All records are to be restated word for word, with pictures excluded.
─── Data ───
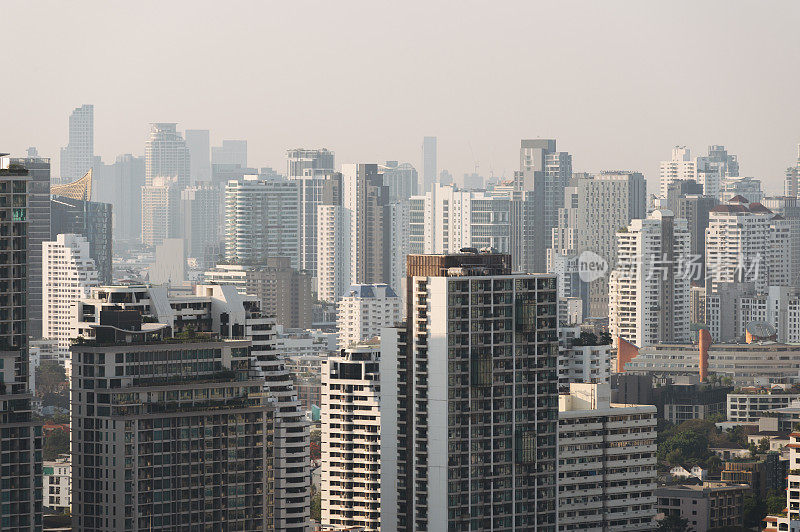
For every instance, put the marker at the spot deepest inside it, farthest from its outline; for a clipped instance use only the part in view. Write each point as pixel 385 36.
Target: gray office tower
pixel 311 168
pixel 545 172
pixel 78 156
pixel 197 140
pixel 20 435
pixel 429 164
pixel 168 433
pixel 38 231
pixel 469 399
pixel 92 220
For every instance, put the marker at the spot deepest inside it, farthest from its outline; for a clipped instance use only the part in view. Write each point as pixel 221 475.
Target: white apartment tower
pixel 681 166
pixel 166 155
pixel 261 220
pixel 648 291
pixel 469 399
pixel 67 273
pixel 364 310
pixel 77 157
pixel 606 462
pixel 744 242
pixel 351 439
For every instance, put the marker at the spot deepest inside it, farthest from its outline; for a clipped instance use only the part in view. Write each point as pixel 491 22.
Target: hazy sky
pixel 617 83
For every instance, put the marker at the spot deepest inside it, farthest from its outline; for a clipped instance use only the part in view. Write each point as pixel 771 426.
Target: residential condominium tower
pixel 471 393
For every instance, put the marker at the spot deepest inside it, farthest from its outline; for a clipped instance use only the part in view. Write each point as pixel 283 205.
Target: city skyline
pixel 483 97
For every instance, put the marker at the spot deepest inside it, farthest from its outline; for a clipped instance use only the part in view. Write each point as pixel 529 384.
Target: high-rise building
pixel 714 167
pixel 129 179
pixel 545 172
pixel 67 273
pixel 680 167
pixel 469 415
pixel 222 310
pixel 194 404
pixel 747 187
pixel 161 211
pixel 38 231
pixel 401 180
pixel 166 155
pixel 648 290
pixel 20 434
pixel 366 201
pixel 350 416
pixel 314 172
pixel 364 310
pixel 90 219
pixel 429 164
pixel 77 157
pixel 261 220
pixel 200 208
pixel 197 140
pixel 742 245
pixel 232 152
pixel 606 462
pixel 282 291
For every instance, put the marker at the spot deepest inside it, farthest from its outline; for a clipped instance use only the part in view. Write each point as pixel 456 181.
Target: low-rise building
pixel 705 506
pixel 607 462
pixel 57 484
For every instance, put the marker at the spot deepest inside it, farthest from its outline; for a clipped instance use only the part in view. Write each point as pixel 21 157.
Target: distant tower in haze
pixel 429 164
pixel 77 157
pixel 166 155
pixel 197 140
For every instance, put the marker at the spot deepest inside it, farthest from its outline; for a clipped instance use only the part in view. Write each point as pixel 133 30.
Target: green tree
pixel 56 442
pixel 50 378
pixel 674 523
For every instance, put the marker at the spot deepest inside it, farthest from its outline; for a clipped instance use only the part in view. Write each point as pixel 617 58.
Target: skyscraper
pixel 429 163
pixel 475 401
pixel 38 231
pixel 648 292
pixel 261 220
pixel 546 173
pixel 78 156
pixel 312 169
pixel 680 166
pixel 197 140
pixel 166 155
pixel 20 435
pixel 67 273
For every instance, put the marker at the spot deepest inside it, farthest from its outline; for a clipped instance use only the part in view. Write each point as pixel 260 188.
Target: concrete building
pixel 38 231
pixel 648 291
pixel 20 434
pixel 262 220
pixel 364 310
pixel 200 209
pixel 194 404
pixel 67 273
pixel 166 155
pixel 680 167
pixel 545 173
pixel 77 157
pixel 198 142
pixel 161 211
pixel 283 292
pixel 606 462
pixel 429 164
pixel 57 484
pixel 351 439
pixel 471 324
pixel 222 310
pixel 713 168
pixel 746 243
pixel 705 506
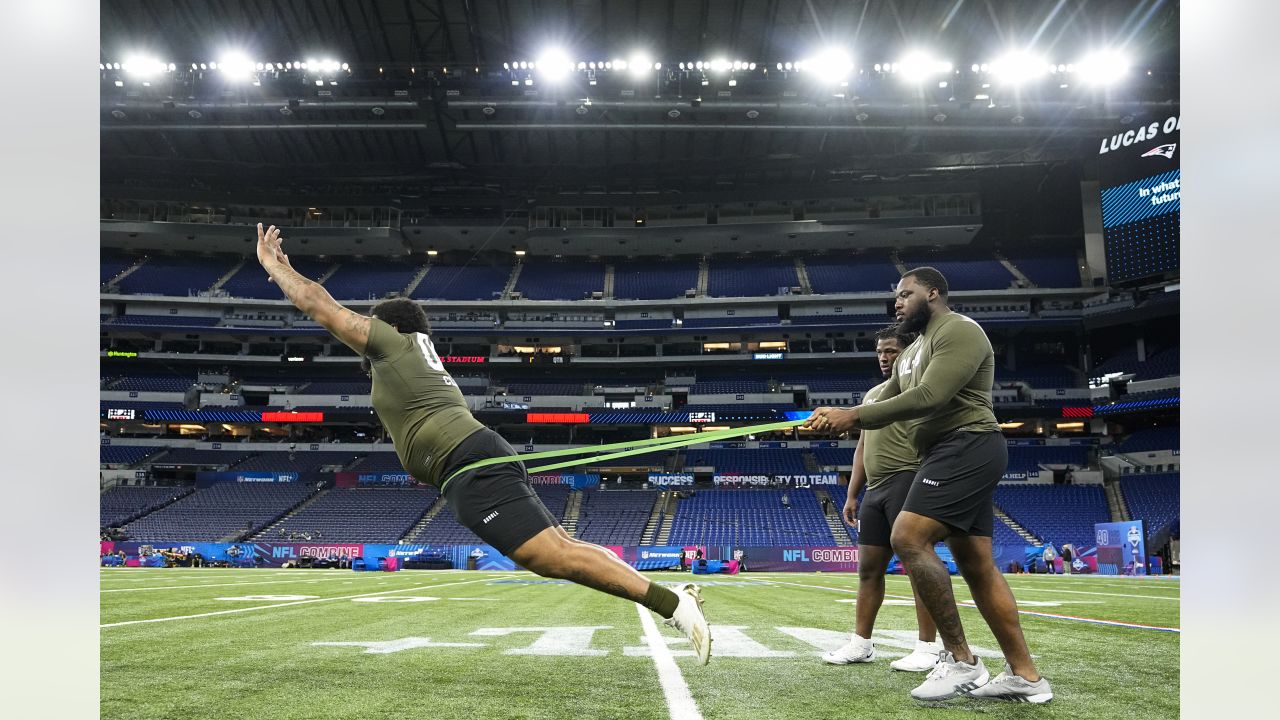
───
Task response
For every instance, put the marker at the spot deepest inside it, farthest from its outline; for a clipped instance use only the part in view. Write each point as pixel 385 36.
Target: gray office tower
pixel 311 168
pixel 545 172
pixel 78 156
pixel 197 140
pixel 20 435
pixel 429 164
pixel 168 433
pixel 38 231
pixel 469 399
pixel 92 220
For every instance, put the marker at the spot deepest inside it, farthest from its outline; for a clipped instance use only the part in view. Write each point as pixel 221 475.
Target: white apartment tower
pixel 681 166
pixel 166 155
pixel 261 220
pixel 648 291
pixel 469 399
pixel 67 273
pixel 364 310
pixel 77 157
pixel 606 462
pixel 744 242
pixel 351 439
For every instance, put the marker at the spot deepest inside it, farthest from its outline; for a clipped instance use only the part in view. Write each point as pixel 491 22.
Target: hazy sky
pixel 617 83
For every instance, put the marker at the spot deepest inside it, farthest from its outline; for a clipped instance use only the part in view. Write each point as pixel 771 426.
Target: residential condominium tower
pixel 471 393
For every instance, put the marker at the spot deepest inside it, farthest from its outline; for a clipped instance use only the part in view. Write each point as pixel 283 205.
Target: city skyline
pixel 483 97
For every instance, put the marker at the spot deepest inside it, farthest from its outline; for a clipped instance use only the part in view. Write each point as pixel 529 384.
Target: high-rise building
pixel 714 167
pixel 129 179
pixel 545 172
pixel 67 273
pixel 680 167
pixel 469 415
pixel 222 310
pixel 194 404
pixel 747 187
pixel 161 211
pixel 38 231
pixel 401 180
pixel 166 155
pixel 648 290
pixel 20 434
pixel 366 201
pixel 350 416
pixel 314 172
pixel 364 310
pixel 90 219
pixel 429 164
pixel 77 157
pixel 261 220
pixel 200 208
pixel 197 140
pixel 742 245
pixel 232 152
pixel 606 462
pixel 282 291
For every instance, put the marker at the spot deepest inside it, farthest from its outline; for a clipped instance use only the part in view. Write each point as pixel 456 181.
Target: low-rise building
pixel 705 506
pixel 607 462
pixel 57 484
For every instance, put the marker at the spot deepest inside it, farthest from its outline; for a clipped instance use only the part in view. Write each point as pixel 21 157.
Target: distant tower in haze
pixel 429 164
pixel 77 157
pixel 166 155
pixel 197 140
For every instance, put the marker at the spot deepest inside it, farthest from its outline; for a clipped instance use only the part in view. Write each point as pixel 133 30.
Target: green tree
pixel 56 442
pixel 50 378
pixel 674 523
For every instance, put the marker at the spot deepest inside it, farthest from its outline; for a clipped instance use only the part in view. Write each point as pixel 617 58.
Target: skyscraper
pixel 429 163
pixel 475 401
pixel 38 231
pixel 648 292
pixel 261 220
pixel 546 173
pixel 78 156
pixel 312 169
pixel 680 166
pixel 197 140
pixel 166 155
pixel 20 435
pixel 67 273
For every instance, put the marker at the spot deepest inside it, farthest from its outline; for a clipped instance use only the part in view. Write each point as pixel 260 188.
Target: concrete building
pixel 38 231
pixel 648 291
pixel 20 434
pixel 262 220
pixel 364 310
pixel 200 209
pixel 194 404
pixel 67 273
pixel 166 155
pixel 680 167
pixel 545 173
pixel 77 157
pixel 198 142
pixel 161 211
pixel 283 292
pixel 606 462
pixel 429 164
pixel 57 484
pixel 351 439
pixel 471 324
pixel 222 310
pixel 713 168
pixel 746 243
pixel 705 506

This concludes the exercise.